# PROBLEM STATEMENT
Below are some entries. Return exactly the lines from the one with "Target: white cloud" through the final line, leaving out any pictures.

────────────────────────────────────────

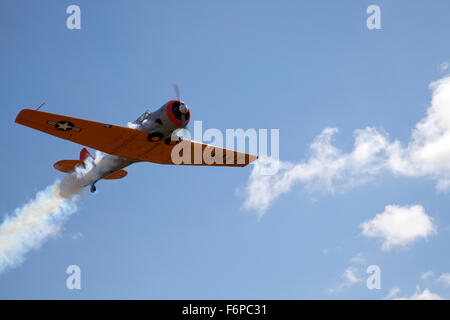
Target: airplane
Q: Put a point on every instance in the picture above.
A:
(150, 138)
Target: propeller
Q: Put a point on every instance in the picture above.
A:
(183, 107)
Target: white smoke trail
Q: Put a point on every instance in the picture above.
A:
(33, 223)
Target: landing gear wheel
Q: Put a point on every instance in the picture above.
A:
(154, 136)
(171, 142)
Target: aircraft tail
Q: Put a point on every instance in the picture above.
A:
(68, 166)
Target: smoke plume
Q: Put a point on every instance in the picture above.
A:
(34, 222)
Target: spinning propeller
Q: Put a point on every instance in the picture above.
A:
(183, 107)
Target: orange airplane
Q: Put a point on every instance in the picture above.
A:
(151, 139)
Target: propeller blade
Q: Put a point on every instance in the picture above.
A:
(177, 91)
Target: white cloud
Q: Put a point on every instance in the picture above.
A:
(424, 295)
(445, 279)
(358, 259)
(426, 275)
(330, 169)
(399, 226)
(349, 278)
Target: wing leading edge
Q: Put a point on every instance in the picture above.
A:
(130, 143)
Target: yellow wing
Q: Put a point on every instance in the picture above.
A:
(130, 143)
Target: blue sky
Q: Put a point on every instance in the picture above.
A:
(181, 232)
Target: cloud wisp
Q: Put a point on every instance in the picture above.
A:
(399, 226)
(329, 169)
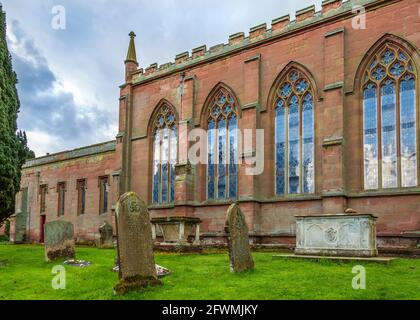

────────────────────────────────────────

# WORKED SOLUTION
Target: white cloud
Q: Put a point on every instance in the picture above.
A:
(424, 295)
(445, 279)
(358, 259)
(426, 275)
(330, 169)
(399, 226)
(349, 278)
Target: wing leading edge
Q: Put a point on every instance in the picture above.
A:
(130, 143)
Target: yellow wing
Q: Put a point on every instance in the picture above.
A:
(130, 143)
Target: blue sky
Q: Put a point on every instance in the picture above.
A:
(181, 232)
Target: cloud wisp
Q: Put a point on every instance in the picture above.
A:
(399, 226)
(329, 169)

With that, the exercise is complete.